[Coordinate labeling data]
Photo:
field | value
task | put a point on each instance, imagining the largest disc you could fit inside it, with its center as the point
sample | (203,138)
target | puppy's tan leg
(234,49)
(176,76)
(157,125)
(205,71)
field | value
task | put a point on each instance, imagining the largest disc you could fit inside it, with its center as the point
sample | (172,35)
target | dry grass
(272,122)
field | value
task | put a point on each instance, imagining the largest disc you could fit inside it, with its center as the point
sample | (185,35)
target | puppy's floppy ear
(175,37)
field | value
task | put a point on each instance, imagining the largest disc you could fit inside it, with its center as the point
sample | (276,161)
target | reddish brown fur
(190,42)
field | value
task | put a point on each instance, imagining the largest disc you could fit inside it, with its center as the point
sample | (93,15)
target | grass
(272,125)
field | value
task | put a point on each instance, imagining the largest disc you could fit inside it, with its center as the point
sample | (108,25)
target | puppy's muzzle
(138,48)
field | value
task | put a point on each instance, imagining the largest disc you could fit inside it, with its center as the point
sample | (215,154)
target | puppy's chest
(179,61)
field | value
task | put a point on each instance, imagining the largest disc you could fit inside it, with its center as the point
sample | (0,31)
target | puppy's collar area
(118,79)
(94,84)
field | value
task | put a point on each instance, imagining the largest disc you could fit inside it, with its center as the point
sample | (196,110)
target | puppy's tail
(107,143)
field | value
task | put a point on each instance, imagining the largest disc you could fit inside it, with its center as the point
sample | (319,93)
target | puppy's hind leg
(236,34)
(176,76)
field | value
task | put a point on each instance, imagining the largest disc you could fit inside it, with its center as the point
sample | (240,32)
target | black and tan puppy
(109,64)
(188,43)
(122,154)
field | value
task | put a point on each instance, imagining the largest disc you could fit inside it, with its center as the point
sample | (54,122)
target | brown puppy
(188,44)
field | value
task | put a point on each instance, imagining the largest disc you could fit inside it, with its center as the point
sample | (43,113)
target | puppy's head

▸ **Task instructions**
How many lines in the items above contain the string "puppy"? Case counts, and the reply should be the number alone.

▸ **Task answer**
10